WORK TO DO =>
Please rewrite the paragraph of the wartime memoir excerpt that begins "From movies of Nazi storm troopers" in no more than three sentences, keeping its main facts.

** Start SELECTED EXCERPT **

My Kitchen Wars Read online

Page 5


  At eighteen we could join the Waves or Wacs or Waafs, although my parents believed, and many of us did too, that only prostitutes and dykes did that. Older women could become Rosie the Riveters; Pat’s mother became a tank designer for the Food Machinery Corporation. But younger girls, girls in their summer dresses and bobby socks and pigtails, could do nothing but stay just as they were, slide down that cellar door, climb up that apple tree, and pretend that bombs were not falling and mortars not blowing men to bits—elsewhere. And for that very reason, I was for the first time truly glad to be a girl.

  From movies of Nazi storm troopers torturing their victims, I knew I could never be a spy, a member of the Resistance, a Freedom Fighter, because I would spill every bean at the first touch of a lit cigarette to the wrist, the first tug of a fingernail from a finger. Nor could I imagine myself hurling a grenade at a pillbox or diving into a foxhole under machine-gun fire. In any scene of bombardment, I was one with the women and children huddled in underground shelters in London, or in a village cellar in Normandy, a tenement in Rome, a rice paddy in the Philippines.

  I knew that who got killed and who didn’t had nothing to do with personal bravery or morality. Victims were hostages to fortune, luck, a bomb’s caprice, death’s whim, God’s Will. I understood in my gut the helplessness of civilians in war, as they listened to the whine of the bomb overhead and more intently to the silence after, until they could breathe with relief because their neighbors had been hit instead of themselves. I laughed as hard as anyone at Hitler jokes, doing raspberries “right in der Führer’s face,” but he was not a caricature to me. I knew what it was to be subject to a tyrant’s whim, even if the domain was as small as a kitchen.

  Still, there was no bridging the gap between civilian and combatant, despite the stories Bob and his buddies told, despite the battle scenes in Life painted by servicemen or photographed by war correspondents, whose black-and-white prints had all the reality of silent-movie stills. It was all too much, too extreme, too remote. Whatever was happening wasn’t happening to us. No photos of dead American servicemen graced the pages of an American newspaper or magazine or the frames of a newsreel until late in the war. We conspired in the myth that although our boys were often missing in action, they didn’t have corpses. They just disappeared into the wild blue yonder to reappear as a star in some Gold Star Mother’s window.

  That’s why what happened to the Reverend James Ezra Egly of our Calvary Presbyterian Church was such a shock. His own sons weren’t old enough to fight, but Pastor Egly had embraced all of Calvary’s boys as his own. He often wept openly as he read aloud letters in which they swore there were no atheists in foxholes. If they swore different, they wouldn’t have bothered to write, because nobody would have believed them. So how did the Reverend Egly come to hang by a rope strung from the top of one of the organ pipes in the church basement, where the caretaker found him one night? It was a sneak attack. Our flock had been betrayed, as our boys had been at Pearl Harbor. The smiling communicant in your pew could be a member of the fifth column. No one was to be trusted. There was no sure Place.

** End SELECTED EXCERPT **
** Start INFORMATION SHOWN **

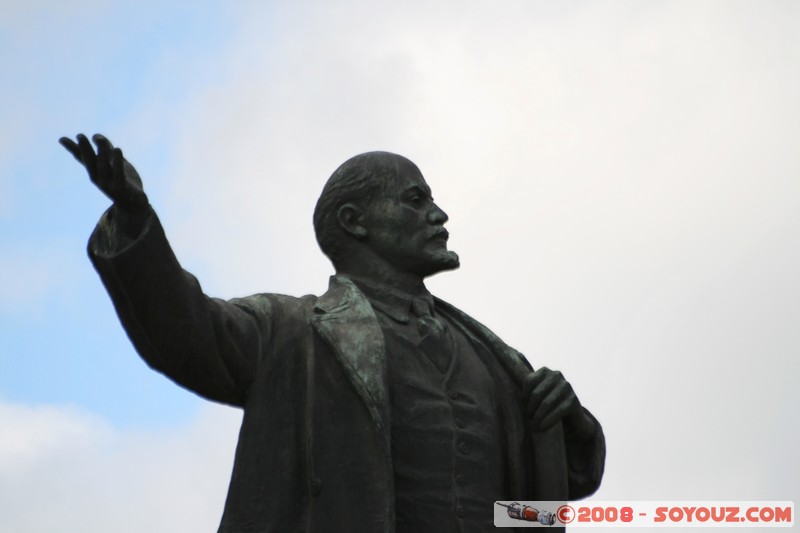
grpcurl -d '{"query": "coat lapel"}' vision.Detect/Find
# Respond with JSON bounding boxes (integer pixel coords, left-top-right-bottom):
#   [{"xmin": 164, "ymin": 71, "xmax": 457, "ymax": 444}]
[{"xmin": 311, "ymin": 276, "xmax": 390, "ymax": 434}]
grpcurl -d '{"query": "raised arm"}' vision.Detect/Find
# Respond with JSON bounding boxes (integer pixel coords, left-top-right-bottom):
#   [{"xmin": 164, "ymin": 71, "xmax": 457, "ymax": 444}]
[{"xmin": 59, "ymin": 135, "xmax": 262, "ymax": 405}]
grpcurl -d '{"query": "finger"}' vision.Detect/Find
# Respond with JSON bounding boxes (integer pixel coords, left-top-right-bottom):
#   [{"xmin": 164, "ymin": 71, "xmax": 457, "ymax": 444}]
[
  {"xmin": 92, "ymin": 133, "xmax": 114, "ymax": 192},
  {"xmin": 109, "ymin": 149, "xmax": 130, "ymax": 206},
  {"xmin": 92, "ymin": 133, "xmax": 114, "ymax": 150},
  {"xmin": 78, "ymin": 133, "xmax": 97, "ymax": 183},
  {"xmin": 58, "ymin": 137, "xmax": 83, "ymax": 163}
]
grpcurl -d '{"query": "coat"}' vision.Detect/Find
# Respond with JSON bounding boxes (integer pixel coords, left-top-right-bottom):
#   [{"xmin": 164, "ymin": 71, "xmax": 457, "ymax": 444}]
[{"xmin": 89, "ymin": 207, "xmax": 605, "ymax": 533}]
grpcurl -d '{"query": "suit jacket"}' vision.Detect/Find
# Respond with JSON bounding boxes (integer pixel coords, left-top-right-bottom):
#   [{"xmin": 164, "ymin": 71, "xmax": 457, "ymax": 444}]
[{"xmin": 89, "ymin": 207, "xmax": 605, "ymax": 533}]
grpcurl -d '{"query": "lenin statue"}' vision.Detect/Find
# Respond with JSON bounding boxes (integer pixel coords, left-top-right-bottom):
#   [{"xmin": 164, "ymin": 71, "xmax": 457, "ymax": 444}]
[{"xmin": 61, "ymin": 135, "xmax": 605, "ymax": 533}]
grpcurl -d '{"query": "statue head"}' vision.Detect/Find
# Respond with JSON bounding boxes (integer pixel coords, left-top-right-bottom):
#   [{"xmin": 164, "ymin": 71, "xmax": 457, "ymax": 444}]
[{"xmin": 314, "ymin": 152, "xmax": 459, "ymax": 278}]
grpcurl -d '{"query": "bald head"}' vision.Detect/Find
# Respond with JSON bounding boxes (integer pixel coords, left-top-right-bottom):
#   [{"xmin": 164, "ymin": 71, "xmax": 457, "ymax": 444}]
[{"xmin": 314, "ymin": 152, "xmax": 419, "ymax": 265}]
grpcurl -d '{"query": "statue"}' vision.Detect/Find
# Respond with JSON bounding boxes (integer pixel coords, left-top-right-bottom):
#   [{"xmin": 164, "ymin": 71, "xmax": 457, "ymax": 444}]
[{"xmin": 60, "ymin": 135, "xmax": 605, "ymax": 533}]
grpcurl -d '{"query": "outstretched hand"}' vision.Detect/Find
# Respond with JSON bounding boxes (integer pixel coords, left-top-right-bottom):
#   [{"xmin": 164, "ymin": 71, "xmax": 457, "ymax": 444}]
[
  {"xmin": 522, "ymin": 367, "xmax": 594, "ymax": 434},
  {"xmin": 58, "ymin": 133, "xmax": 148, "ymax": 214}
]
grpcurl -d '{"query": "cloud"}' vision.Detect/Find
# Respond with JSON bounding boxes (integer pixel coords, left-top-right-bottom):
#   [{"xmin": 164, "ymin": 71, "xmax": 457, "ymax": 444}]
[
  {"xmin": 0, "ymin": 403, "xmax": 241, "ymax": 533},
  {"xmin": 0, "ymin": 1, "xmax": 800, "ymax": 532},
  {"xmin": 144, "ymin": 2, "xmax": 800, "ymax": 508}
]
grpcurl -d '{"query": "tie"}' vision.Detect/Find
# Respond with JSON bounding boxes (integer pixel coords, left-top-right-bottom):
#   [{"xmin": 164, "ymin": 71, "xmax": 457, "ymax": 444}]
[{"xmin": 411, "ymin": 298, "xmax": 453, "ymax": 374}]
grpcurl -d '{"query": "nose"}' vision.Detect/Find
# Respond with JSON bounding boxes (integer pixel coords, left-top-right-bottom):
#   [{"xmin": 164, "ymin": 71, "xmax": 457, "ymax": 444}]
[{"xmin": 428, "ymin": 204, "xmax": 450, "ymax": 225}]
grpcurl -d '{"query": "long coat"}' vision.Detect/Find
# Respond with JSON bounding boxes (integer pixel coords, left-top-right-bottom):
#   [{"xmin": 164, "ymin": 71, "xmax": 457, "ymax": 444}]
[{"xmin": 89, "ymin": 208, "xmax": 605, "ymax": 533}]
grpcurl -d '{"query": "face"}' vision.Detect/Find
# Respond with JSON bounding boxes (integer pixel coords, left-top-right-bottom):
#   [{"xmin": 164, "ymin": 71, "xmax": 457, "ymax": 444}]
[{"xmin": 364, "ymin": 161, "xmax": 459, "ymax": 277}]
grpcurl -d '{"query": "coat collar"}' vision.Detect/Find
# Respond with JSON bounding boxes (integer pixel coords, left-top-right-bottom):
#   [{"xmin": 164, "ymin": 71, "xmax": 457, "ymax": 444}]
[{"xmin": 311, "ymin": 276, "xmax": 390, "ymax": 438}]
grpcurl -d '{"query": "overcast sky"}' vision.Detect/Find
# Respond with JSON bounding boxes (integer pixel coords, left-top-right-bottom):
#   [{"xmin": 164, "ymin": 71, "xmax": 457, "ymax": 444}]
[{"xmin": 0, "ymin": 0, "xmax": 800, "ymax": 533}]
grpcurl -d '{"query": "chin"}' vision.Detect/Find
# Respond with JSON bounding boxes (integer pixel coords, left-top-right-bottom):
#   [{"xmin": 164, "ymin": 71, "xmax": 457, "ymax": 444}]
[{"xmin": 425, "ymin": 250, "xmax": 461, "ymax": 277}]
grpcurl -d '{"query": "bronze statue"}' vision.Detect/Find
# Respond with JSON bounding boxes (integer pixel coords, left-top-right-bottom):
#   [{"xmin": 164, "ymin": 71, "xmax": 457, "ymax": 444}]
[{"xmin": 61, "ymin": 135, "xmax": 605, "ymax": 533}]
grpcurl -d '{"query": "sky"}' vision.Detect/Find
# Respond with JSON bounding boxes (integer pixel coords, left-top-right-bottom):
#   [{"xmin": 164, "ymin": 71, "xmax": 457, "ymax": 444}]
[{"xmin": 0, "ymin": 0, "xmax": 800, "ymax": 533}]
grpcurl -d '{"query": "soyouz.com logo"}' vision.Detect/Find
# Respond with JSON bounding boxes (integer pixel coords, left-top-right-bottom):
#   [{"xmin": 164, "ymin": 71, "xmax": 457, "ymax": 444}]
[{"xmin": 494, "ymin": 501, "xmax": 794, "ymax": 528}]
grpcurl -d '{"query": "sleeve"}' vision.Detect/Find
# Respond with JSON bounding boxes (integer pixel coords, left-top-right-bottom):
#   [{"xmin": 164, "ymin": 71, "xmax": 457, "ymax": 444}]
[
  {"xmin": 88, "ymin": 206, "xmax": 272, "ymax": 406},
  {"xmin": 564, "ymin": 408, "xmax": 606, "ymax": 500}
]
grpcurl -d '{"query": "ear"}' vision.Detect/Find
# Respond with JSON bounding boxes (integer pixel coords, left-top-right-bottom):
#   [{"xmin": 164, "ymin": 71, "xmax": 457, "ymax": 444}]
[{"xmin": 336, "ymin": 203, "xmax": 367, "ymax": 239}]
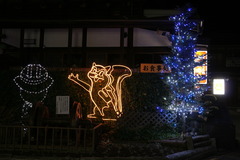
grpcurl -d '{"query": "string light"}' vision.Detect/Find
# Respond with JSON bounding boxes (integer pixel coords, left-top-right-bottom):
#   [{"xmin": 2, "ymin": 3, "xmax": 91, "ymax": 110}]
[
  {"xmin": 163, "ymin": 8, "xmax": 204, "ymax": 116},
  {"xmin": 68, "ymin": 62, "xmax": 132, "ymax": 121},
  {"xmin": 13, "ymin": 64, "xmax": 54, "ymax": 124}
]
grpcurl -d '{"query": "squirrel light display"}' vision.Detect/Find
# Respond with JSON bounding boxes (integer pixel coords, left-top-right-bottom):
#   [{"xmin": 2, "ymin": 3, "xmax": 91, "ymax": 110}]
[{"xmin": 68, "ymin": 62, "xmax": 132, "ymax": 120}]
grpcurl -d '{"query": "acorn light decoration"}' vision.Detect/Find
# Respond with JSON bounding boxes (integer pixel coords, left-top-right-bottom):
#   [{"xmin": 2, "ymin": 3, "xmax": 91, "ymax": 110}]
[{"xmin": 13, "ymin": 64, "xmax": 54, "ymax": 121}]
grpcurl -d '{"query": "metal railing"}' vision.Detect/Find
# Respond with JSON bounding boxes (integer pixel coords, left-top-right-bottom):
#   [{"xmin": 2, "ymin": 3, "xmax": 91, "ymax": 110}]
[{"xmin": 0, "ymin": 124, "xmax": 101, "ymax": 153}]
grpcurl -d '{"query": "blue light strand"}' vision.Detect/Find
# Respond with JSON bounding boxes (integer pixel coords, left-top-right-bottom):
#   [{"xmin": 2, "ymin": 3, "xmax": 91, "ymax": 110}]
[{"xmin": 163, "ymin": 8, "xmax": 204, "ymax": 115}]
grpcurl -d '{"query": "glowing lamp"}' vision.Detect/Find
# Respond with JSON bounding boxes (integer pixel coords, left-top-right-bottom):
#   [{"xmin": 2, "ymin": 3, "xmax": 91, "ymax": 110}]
[{"xmin": 213, "ymin": 79, "xmax": 225, "ymax": 95}]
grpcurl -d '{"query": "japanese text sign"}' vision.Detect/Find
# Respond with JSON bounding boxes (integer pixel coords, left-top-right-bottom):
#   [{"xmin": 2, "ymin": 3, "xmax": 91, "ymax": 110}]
[{"xmin": 140, "ymin": 63, "xmax": 171, "ymax": 73}]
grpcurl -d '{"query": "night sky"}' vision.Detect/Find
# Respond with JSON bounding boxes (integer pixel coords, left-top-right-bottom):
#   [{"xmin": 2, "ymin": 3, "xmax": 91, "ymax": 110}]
[{"xmin": 0, "ymin": 0, "xmax": 240, "ymax": 44}]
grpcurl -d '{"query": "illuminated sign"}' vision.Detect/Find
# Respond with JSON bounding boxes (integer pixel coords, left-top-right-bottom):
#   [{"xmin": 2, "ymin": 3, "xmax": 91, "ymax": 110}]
[
  {"xmin": 140, "ymin": 63, "xmax": 171, "ymax": 73},
  {"xmin": 56, "ymin": 96, "xmax": 70, "ymax": 114},
  {"xmin": 213, "ymin": 79, "xmax": 225, "ymax": 95},
  {"xmin": 193, "ymin": 50, "xmax": 207, "ymax": 84},
  {"xmin": 68, "ymin": 63, "xmax": 132, "ymax": 120}
]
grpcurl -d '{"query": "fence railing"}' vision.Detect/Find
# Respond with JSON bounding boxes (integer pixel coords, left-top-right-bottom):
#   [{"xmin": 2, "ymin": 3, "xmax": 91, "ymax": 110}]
[{"xmin": 0, "ymin": 124, "xmax": 101, "ymax": 153}]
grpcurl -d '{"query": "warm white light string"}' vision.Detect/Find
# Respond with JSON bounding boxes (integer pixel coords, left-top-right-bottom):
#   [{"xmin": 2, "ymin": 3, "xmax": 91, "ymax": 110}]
[{"xmin": 13, "ymin": 64, "xmax": 54, "ymax": 124}]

** End INFORMATION SHOWN **

OUTPUT BELOW =>
Movies of Nazi storm troopers torturing victims showed me I could never be a spy, a Resistance member or a Freedom Fighter, because I would confess everything at the first burn of a cigarette or pull of a fingernail. I also couldn't picture myself throwing a grenade at a pillbox or diving into a foxhole under machine-gun fire. In any bombing scene, I identified with the women and children sheltering underground in London, in a Normandy village cellar, a Roman tenement or a Philippine rice paddy.